═════ MATERIAL PROVIDED ═════

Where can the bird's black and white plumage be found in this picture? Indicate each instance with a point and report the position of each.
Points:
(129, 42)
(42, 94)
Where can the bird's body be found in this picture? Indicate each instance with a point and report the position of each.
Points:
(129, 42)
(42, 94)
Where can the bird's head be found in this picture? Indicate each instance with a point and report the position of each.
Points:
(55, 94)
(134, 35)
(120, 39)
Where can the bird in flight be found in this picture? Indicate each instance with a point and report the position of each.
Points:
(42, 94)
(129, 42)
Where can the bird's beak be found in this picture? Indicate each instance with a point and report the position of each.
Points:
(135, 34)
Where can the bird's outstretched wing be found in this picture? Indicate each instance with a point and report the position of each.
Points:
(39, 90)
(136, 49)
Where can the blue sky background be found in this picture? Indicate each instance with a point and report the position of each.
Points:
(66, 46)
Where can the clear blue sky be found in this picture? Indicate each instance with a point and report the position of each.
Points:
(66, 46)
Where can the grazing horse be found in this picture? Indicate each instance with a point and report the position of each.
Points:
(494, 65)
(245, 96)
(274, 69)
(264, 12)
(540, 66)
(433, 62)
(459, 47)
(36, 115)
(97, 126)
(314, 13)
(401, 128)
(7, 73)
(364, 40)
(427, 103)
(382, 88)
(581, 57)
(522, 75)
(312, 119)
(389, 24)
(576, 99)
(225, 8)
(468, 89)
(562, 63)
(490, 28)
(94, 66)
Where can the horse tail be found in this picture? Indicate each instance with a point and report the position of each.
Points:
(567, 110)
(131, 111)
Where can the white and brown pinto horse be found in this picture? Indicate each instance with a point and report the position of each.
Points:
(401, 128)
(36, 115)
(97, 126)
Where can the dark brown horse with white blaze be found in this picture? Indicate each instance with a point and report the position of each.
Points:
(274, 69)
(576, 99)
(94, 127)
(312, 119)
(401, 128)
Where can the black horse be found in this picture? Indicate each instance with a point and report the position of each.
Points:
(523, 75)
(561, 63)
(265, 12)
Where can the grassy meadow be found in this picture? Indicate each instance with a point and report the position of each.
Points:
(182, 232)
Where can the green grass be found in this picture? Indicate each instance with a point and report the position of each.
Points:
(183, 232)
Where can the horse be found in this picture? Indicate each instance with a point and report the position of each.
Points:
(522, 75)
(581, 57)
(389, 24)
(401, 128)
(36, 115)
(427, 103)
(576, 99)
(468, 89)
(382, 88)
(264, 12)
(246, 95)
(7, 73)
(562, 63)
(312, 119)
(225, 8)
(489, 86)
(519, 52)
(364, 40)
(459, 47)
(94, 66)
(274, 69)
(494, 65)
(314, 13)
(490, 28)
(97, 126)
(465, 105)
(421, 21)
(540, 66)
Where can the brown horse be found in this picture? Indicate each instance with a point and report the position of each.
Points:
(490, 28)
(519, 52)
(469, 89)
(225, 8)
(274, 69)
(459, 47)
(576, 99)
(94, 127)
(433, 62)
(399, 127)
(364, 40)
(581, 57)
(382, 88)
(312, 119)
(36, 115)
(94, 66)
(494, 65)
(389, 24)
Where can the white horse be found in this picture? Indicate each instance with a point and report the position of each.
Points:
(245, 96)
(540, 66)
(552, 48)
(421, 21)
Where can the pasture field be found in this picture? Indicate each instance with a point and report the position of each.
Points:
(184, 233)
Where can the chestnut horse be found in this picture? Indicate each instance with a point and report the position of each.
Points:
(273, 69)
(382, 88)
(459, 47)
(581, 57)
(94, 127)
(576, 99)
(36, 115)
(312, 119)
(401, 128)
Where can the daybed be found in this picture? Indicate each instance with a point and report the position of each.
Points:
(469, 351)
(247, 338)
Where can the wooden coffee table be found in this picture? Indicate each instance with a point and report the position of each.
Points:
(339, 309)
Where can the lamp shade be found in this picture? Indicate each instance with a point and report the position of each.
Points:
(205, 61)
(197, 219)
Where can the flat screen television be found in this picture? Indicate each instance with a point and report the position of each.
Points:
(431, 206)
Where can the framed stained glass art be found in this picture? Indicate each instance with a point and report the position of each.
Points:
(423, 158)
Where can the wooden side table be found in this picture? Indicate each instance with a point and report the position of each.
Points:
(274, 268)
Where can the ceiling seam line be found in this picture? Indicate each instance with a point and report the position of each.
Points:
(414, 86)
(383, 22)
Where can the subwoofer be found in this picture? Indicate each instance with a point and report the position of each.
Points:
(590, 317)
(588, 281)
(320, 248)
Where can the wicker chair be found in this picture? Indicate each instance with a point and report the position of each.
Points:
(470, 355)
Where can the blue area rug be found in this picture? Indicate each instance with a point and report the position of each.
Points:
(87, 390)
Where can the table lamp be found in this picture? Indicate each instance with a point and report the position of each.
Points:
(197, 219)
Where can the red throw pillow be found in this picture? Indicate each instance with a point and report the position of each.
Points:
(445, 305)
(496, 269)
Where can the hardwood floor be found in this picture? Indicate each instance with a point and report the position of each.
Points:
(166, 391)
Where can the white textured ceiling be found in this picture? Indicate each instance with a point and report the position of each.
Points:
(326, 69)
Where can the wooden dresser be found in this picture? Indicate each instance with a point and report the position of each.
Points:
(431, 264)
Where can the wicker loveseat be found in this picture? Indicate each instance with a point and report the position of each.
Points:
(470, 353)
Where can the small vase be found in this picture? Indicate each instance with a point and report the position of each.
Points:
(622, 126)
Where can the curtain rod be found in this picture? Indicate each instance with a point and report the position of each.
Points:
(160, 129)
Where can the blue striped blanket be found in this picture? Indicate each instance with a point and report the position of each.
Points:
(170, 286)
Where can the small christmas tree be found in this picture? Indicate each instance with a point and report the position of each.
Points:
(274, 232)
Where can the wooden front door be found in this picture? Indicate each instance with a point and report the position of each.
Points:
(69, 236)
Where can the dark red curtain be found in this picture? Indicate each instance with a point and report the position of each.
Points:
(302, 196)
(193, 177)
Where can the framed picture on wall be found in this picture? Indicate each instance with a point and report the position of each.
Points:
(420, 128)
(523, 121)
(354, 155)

═════

__WHAT IS NEEDED__. A copy of each line in the data above that holds the string "ceiling" is needed.

__EXERCISE SOLUTION__.
Where can the ceiling seam line be found in this picture? Indicate each instance with a point and report the position of each.
Where can the white textured ceiling be found in this picture? Indicate each instance with a point and report the position of each.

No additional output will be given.